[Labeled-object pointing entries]
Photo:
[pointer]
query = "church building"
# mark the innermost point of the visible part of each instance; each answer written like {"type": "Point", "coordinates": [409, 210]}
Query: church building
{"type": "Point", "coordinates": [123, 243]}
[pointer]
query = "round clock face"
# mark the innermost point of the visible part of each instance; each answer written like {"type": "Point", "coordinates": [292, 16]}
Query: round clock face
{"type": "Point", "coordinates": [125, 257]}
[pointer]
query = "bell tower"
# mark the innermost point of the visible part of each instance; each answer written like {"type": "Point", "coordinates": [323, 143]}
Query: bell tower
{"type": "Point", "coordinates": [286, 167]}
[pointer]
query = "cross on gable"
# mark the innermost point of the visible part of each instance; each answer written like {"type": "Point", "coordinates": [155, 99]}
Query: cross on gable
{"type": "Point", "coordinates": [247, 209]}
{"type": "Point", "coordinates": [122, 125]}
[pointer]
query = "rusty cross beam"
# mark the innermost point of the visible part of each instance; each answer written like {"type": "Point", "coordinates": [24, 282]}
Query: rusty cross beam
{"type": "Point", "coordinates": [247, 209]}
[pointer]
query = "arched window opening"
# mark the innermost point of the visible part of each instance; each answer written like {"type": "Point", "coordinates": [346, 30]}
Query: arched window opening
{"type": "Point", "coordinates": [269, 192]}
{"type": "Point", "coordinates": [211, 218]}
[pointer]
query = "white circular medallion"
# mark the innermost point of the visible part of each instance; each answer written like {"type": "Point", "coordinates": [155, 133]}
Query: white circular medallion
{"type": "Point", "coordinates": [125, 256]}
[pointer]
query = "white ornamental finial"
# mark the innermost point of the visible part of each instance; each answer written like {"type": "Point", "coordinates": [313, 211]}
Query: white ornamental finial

EXERCISE DETAILS => Extract the whole listing, character for character.

RESPONSE =>
Photo:
[pointer]
query = "church building"
# mark the innermost point of the visible part of each instance; each answer written like {"type": "Point", "coordinates": [409, 210]}
Query: church building
{"type": "Point", "coordinates": [123, 243]}
[pointer]
query = "round clock face"
# mark the innermost point of the visible part of each instance; each answer written like {"type": "Point", "coordinates": [292, 16]}
Query: round clock face
{"type": "Point", "coordinates": [125, 257]}
[pointer]
query = "bell tower"
# mark the innermost point of the visible part of each instance; each answer written like {"type": "Point", "coordinates": [323, 143]}
Query: bell tower
{"type": "Point", "coordinates": [286, 167]}
[pointer]
query = "cross on gable"
# mark the innermost point of the visible part of each instance; each answer written like {"type": "Point", "coordinates": [155, 99]}
Query: cross on gable
{"type": "Point", "coordinates": [247, 209]}
{"type": "Point", "coordinates": [122, 125]}
[pointer]
query = "rusty cross beam"
# mark the innermost point of the visible part of each instance; each answer written like {"type": "Point", "coordinates": [24, 282]}
Query: rusty cross beam
{"type": "Point", "coordinates": [247, 209]}
[pointer]
query = "arched window opening"
# mark the innermost point of the visible part of each instance; each answer written like {"type": "Point", "coordinates": [346, 30]}
Query: arched window opening
{"type": "Point", "coordinates": [269, 192]}
{"type": "Point", "coordinates": [211, 218]}
[pointer]
query = "white circular medallion"
# mark the innermost point of the visible part of each instance; each answer written like {"type": "Point", "coordinates": [155, 133]}
Query: white circular medallion
{"type": "Point", "coordinates": [125, 256]}
[pointer]
query = "white ornamental finial"
# mark the innermost point of the visible part of each instance; each answer written like {"type": "Point", "coordinates": [313, 211]}
Query: white ornamental finial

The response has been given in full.